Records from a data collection
_ _ _ _ _

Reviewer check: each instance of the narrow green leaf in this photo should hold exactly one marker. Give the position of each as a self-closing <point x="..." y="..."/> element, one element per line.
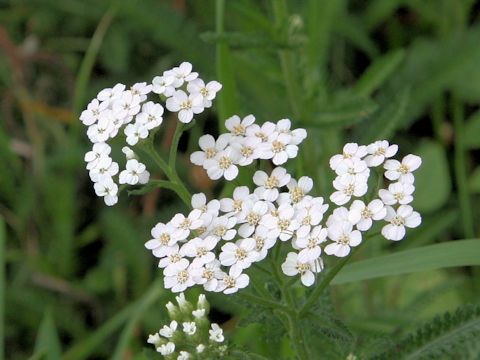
<point x="87" y="346"/>
<point x="432" y="195"/>
<point x="343" y="112"/>
<point x="378" y="72"/>
<point x="48" y="344"/>
<point x="3" y="241"/>
<point x="138" y="312"/>
<point x="227" y="100"/>
<point x="474" y="182"/>
<point x="431" y="257"/>
<point x="471" y="138"/>
<point x="386" y="120"/>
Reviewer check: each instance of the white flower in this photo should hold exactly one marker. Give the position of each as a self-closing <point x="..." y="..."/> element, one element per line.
<point x="362" y="215"/>
<point x="93" y="112"/>
<point x="173" y="259"/>
<point x="223" y="164"/>
<point x="135" y="173"/>
<point x="166" y="349"/>
<point x="282" y="223"/>
<point x="163" y="85"/>
<point x="210" y="148"/>
<point x="403" y="217"/>
<point x="398" y="192"/>
<point x="310" y="244"/>
<point x="262" y="132"/>
<point x="207" y="275"/>
<point x="105" y="168"/>
<point x="402" y="171"/>
<point x="189" y="328"/>
<point x="348" y="186"/>
<point x="235" y="280"/>
<point x="182" y="73"/>
<point x="264" y="240"/>
<point x="292" y="266"/>
<point x="240" y="255"/>
<point x="109" y="94"/>
<point x="352" y="166"/>
<point x="309" y="213"/>
<point x="98" y="152"/>
<point x="177" y="278"/>
<point x="141" y="89"/>
<point x="268" y="185"/>
<point x="222" y="227"/>
<point x="183" y="355"/>
<point x="237" y="126"/>
<point x="185" y="224"/>
<point x="199" y="313"/>
<point x="247" y="149"/>
<point x="168" y="330"/>
<point x="103" y="129"/>
<point x="129" y="154"/>
<point x="135" y="132"/>
<point x="108" y="189"/>
<point x="236" y="205"/>
<point x="185" y="105"/>
<point x="153" y="339"/>
<point x="279" y="147"/>
<point x="297" y="190"/>
<point x="350" y="150"/>
<point x="208" y="92"/>
<point x="200" y="249"/>
<point x="164" y="238"/>
<point x="344" y="237"/>
<point x="378" y="151"/>
<point x="126" y="106"/>
<point x="209" y="210"/>
<point x="216" y="333"/>
<point x="151" y="115"/>
<point x="254" y="211"/>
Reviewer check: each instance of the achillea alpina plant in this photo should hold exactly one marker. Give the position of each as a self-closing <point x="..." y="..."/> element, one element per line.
<point x="273" y="218"/>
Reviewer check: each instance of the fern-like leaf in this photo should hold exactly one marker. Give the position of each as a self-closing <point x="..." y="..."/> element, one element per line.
<point x="446" y="336"/>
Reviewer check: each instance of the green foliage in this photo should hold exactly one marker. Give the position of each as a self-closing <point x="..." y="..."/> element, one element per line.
<point x="347" y="70"/>
<point x="445" y="336"/>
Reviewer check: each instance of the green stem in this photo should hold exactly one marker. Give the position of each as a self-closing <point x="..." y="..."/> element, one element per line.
<point x="328" y="279"/>
<point x="286" y="58"/>
<point x="461" y="169"/>
<point x="174" y="147"/>
<point x="175" y="182"/>
<point x="264" y="302"/>
<point x="298" y="339"/>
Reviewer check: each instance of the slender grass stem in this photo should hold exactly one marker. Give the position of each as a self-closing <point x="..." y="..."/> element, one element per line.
<point x="88" y="61"/>
<point x="174" y="147"/>
<point x="328" y="279"/>
<point x="461" y="169"/>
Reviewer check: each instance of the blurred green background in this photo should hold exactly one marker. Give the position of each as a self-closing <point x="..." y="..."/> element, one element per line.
<point x="77" y="282"/>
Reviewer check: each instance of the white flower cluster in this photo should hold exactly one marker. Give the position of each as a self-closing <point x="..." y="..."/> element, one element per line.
<point x="118" y="107"/>
<point x="189" y="329"/>
<point x="353" y="171"/>
<point x="219" y="239"/>
<point x="246" y="142"/>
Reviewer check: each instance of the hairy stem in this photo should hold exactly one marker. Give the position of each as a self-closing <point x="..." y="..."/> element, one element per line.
<point x="461" y="169"/>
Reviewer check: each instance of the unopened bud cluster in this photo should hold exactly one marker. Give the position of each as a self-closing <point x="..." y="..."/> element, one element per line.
<point x="189" y="335"/>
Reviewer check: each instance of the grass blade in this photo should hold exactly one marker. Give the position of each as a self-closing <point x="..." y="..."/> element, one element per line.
<point x="432" y="257"/>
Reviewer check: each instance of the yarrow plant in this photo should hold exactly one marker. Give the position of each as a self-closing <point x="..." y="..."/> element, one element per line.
<point x="273" y="217"/>
<point x="189" y="335"/>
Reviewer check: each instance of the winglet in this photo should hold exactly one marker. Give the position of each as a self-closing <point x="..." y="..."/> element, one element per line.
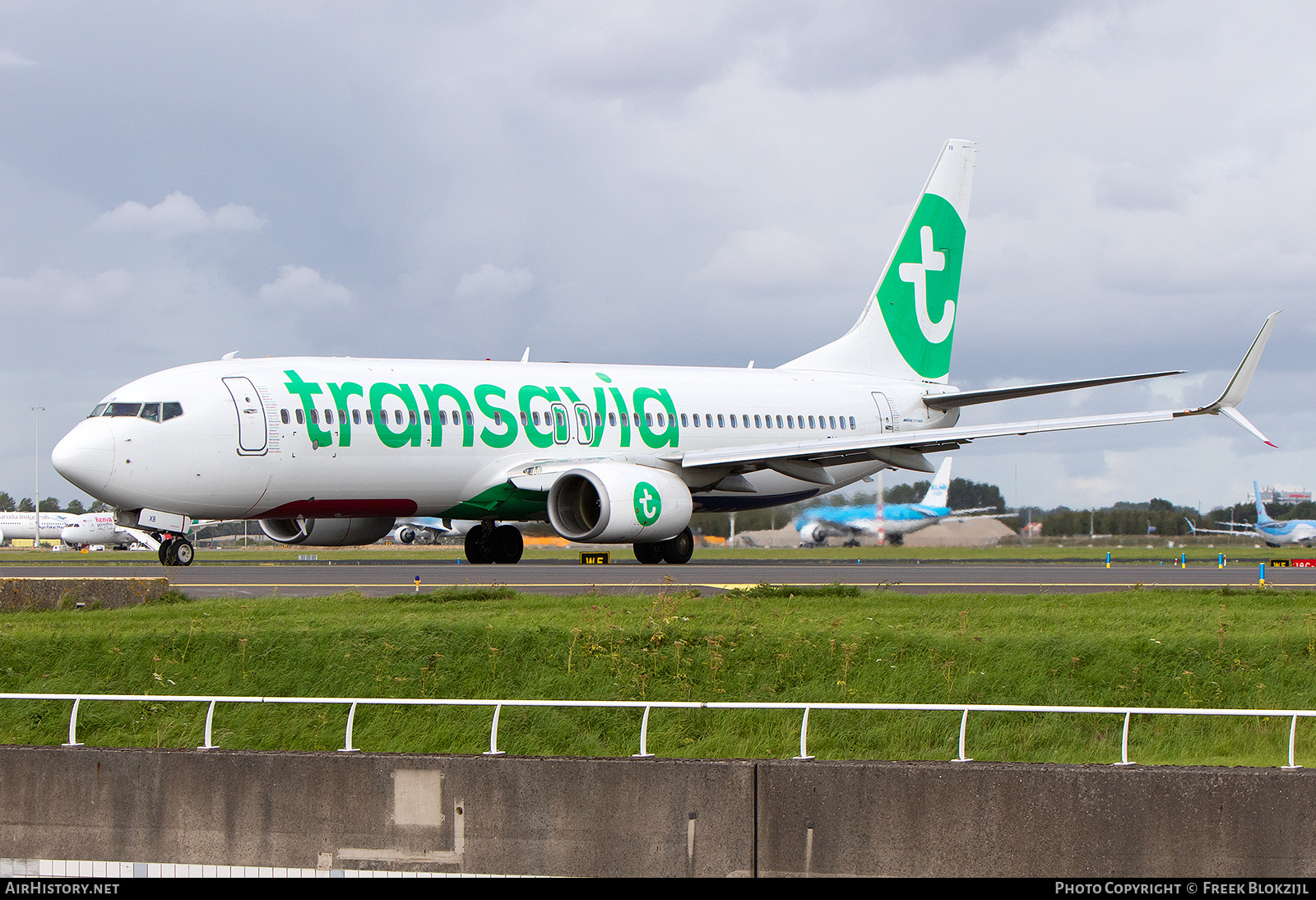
<point x="1237" y="387"/>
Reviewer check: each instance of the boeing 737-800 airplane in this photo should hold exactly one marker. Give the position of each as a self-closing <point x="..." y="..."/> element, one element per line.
<point x="333" y="450"/>
<point x="890" y="522"/>
<point x="1274" y="531"/>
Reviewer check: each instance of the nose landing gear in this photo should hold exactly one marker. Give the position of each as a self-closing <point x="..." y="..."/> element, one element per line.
<point x="486" y="544"/>
<point x="175" y="550"/>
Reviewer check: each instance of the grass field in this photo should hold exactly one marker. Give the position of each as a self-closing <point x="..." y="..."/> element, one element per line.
<point x="1052" y="550"/>
<point x="1240" y="649"/>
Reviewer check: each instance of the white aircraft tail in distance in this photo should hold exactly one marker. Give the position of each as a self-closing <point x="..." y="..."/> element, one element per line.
<point x="890" y="522"/>
<point x="1273" y="531"/>
<point x="328" y="452"/>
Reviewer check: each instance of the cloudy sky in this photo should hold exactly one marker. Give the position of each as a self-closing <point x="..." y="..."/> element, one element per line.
<point x="691" y="183"/>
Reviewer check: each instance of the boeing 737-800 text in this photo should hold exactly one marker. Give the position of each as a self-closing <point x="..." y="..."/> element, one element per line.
<point x="333" y="450"/>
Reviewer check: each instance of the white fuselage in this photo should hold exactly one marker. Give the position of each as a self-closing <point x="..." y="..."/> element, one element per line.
<point x="96" y="528"/>
<point x="24" y="525"/>
<point x="350" y="437"/>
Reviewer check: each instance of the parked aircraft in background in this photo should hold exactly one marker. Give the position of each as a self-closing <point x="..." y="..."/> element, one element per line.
<point x="329" y="452"/>
<point x="100" y="528"/>
<point x="892" y="522"/>
<point x="1272" y="531"/>
<point x="21" y="527"/>
<point x="427" y="529"/>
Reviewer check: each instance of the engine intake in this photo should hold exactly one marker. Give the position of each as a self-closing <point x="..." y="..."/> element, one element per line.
<point x="327" y="531"/>
<point x="619" y="503"/>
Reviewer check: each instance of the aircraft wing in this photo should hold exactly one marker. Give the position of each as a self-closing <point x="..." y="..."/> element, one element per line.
<point x="1243" y="531"/>
<point x="806" y="459"/>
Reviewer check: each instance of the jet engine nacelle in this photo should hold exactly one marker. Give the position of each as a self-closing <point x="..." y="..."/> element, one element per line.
<point x="619" y="503"/>
<point x="327" y="531"/>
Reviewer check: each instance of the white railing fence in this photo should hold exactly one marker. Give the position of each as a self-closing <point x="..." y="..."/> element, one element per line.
<point x="352" y="703"/>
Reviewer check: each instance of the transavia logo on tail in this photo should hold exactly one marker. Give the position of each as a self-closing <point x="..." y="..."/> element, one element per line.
<point x="918" y="298"/>
<point x="648" y="504"/>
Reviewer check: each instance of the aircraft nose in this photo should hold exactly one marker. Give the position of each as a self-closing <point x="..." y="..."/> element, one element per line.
<point x="86" y="456"/>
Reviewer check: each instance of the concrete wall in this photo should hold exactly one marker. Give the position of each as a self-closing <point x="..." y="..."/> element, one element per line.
<point x="545" y="816"/>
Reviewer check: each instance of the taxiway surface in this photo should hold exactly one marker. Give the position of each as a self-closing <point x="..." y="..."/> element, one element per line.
<point x="563" y="577"/>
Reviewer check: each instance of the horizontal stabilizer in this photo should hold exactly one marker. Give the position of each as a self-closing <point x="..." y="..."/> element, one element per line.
<point x="971" y="397"/>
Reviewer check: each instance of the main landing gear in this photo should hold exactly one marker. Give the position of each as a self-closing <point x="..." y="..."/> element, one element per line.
<point x="486" y="544"/>
<point x="175" y="550"/>
<point x="673" y="550"/>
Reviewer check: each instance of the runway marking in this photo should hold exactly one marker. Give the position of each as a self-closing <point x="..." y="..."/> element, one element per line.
<point x="736" y="586"/>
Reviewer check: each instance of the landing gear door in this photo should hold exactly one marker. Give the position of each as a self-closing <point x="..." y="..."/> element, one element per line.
<point x="253" y="432"/>
<point x="885" y="416"/>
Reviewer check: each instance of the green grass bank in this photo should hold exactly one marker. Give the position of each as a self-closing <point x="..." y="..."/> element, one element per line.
<point x="1240" y="649"/>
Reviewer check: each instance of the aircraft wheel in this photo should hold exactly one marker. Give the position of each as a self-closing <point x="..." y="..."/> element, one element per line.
<point x="679" y="549"/>
<point x="508" y="545"/>
<point x="648" y="553"/>
<point x="477" y="549"/>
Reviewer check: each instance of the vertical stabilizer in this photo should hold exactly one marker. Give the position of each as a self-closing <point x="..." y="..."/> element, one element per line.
<point x="940" y="487"/>
<point x="1261" y="508"/>
<point x="908" y="324"/>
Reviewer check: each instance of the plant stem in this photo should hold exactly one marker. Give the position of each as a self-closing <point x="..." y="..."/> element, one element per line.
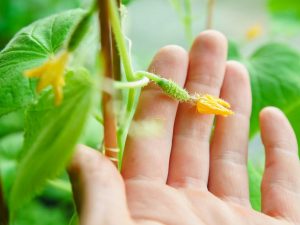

_ _ _ _ _

*Task goal*: Please set down, exactly and with nothing added, the lines from the line with "Reviewer check: each instance of the landing" to the end of the entries above, omitting pictures.

*Expected output*:
Reviewer check: each instance of the landing gear door in this photo should hold exactly one marker. Give the position of each as a self-closing <point x="..." y="..."/> element, one element per line.
<point x="253" y="432"/>
<point x="885" y="416"/>
Reviewer check: each instance of the green grass bank in this photo should hold exactly one marker. Give the position of each as a self-closing <point x="..." y="..."/> element, one element per line.
<point x="1240" y="649"/>
Reviewer check: each instance of the aircraft wheel in this photo should hold exactly one marker. Give the position of each as a self-closing <point x="..." y="..."/> element, one element per line.
<point x="679" y="549"/>
<point x="508" y="545"/>
<point x="648" y="553"/>
<point x="477" y="549"/>
Reviewer check: each instance of the vertical stabilizer in this photo should hold exactly one marker. Give the position of each as a self-closing <point x="..." y="..."/> element, one element per line.
<point x="940" y="487"/>
<point x="1261" y="508"/>
<point x="908" y="324"/>
Reviewer check: each instance of the plant stem in this photo should hold exactly one marker. Give the position of each as a self-closing <point x="..." y="..."/> element, one element per line.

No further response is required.